* Selected excerpt:
<<<<
# Muncie tranny oil slinger and counter gear



## 2ocnorb (Oct 21, 2016)

I’m rebuilding a ‘65 Muncie M20 4-speed for my ‘65 GTO. I have two issues that I have run into and need answered. 1) when I disassembled the transmission, there was no oil slinger on the input shaft. I am going to add a new one, solid style, when rebuilding. Does anyone know which orientation the slinger goes onto the input shaft? The slinger is cup shaped, and I don’t know which face is supposed to be against the gear. Does the outer flat face go against the gear, or does the inner flat face go against the gear?
>>>>
[Coordinate annotation entries]
<<<<
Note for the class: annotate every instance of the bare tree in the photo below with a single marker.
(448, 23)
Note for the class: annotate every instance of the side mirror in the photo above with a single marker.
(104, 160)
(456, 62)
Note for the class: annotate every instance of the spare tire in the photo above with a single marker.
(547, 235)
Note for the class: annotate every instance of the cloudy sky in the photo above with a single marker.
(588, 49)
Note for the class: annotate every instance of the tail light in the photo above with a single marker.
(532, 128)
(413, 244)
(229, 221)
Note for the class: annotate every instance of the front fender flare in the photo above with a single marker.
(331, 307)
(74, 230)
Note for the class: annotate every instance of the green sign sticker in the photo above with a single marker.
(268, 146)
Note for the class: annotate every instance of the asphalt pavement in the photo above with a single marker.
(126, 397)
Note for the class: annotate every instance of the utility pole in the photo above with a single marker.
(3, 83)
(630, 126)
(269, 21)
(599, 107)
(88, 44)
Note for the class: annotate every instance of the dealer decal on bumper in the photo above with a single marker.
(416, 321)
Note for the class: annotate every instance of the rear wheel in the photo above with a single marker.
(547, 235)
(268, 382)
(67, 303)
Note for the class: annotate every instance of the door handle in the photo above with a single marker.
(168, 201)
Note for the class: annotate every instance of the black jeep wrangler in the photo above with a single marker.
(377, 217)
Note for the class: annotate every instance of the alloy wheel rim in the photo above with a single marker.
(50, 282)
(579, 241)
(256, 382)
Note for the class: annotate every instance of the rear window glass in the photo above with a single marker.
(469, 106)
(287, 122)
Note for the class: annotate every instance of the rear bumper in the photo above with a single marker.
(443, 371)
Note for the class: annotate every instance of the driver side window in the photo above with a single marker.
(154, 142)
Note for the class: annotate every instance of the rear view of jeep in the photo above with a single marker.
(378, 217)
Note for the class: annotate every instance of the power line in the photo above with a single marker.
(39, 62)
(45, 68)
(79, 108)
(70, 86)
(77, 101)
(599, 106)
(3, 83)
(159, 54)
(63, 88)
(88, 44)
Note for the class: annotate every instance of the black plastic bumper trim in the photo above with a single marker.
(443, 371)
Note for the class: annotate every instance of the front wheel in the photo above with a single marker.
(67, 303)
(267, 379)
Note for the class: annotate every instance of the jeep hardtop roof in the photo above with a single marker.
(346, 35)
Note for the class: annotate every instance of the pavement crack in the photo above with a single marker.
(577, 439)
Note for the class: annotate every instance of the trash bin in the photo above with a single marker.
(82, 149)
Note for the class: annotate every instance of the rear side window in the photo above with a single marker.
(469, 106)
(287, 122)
>>>>
* Requirement:
Pick up the forum post about the Muncie transmission oil slinger and counter gear at the point where it stops, and carry it forward. None of these lines are needed for the work.

* Reply:
2) the tranny is a ‘65 M20 with 7/8” counter gear shaft. There are 4 rows of 20 needles on the counter shaft I.d.: two rows on each end of the solid (not split) spacer tube. The rebuild kit I bought came with (6) shims. I read in Paul Cangialosi’s Muncie rebuild book that if the spacer was solid, to only use 4 shims; and that none go against the spacer tube. So the order would be: shim, needles, shim, needles, spacer tube, needles, shim, needles, shim. When I build it this way, the end shims are not flush with the ends of the cluster gear, but rather indented slightly. I’d like to make sure this is correct before assembling the transmission complete. Does anyone know if I should keep it this way, or add the two remaining shims? If I should use all 6 shims, what is the order? Do I go ahead and place one shim against each end of the spacer tube before installing the first row of needles, or do I double-up the shims in between the two rows of needles? 
Any help on these two issues would be greatly appreciated!!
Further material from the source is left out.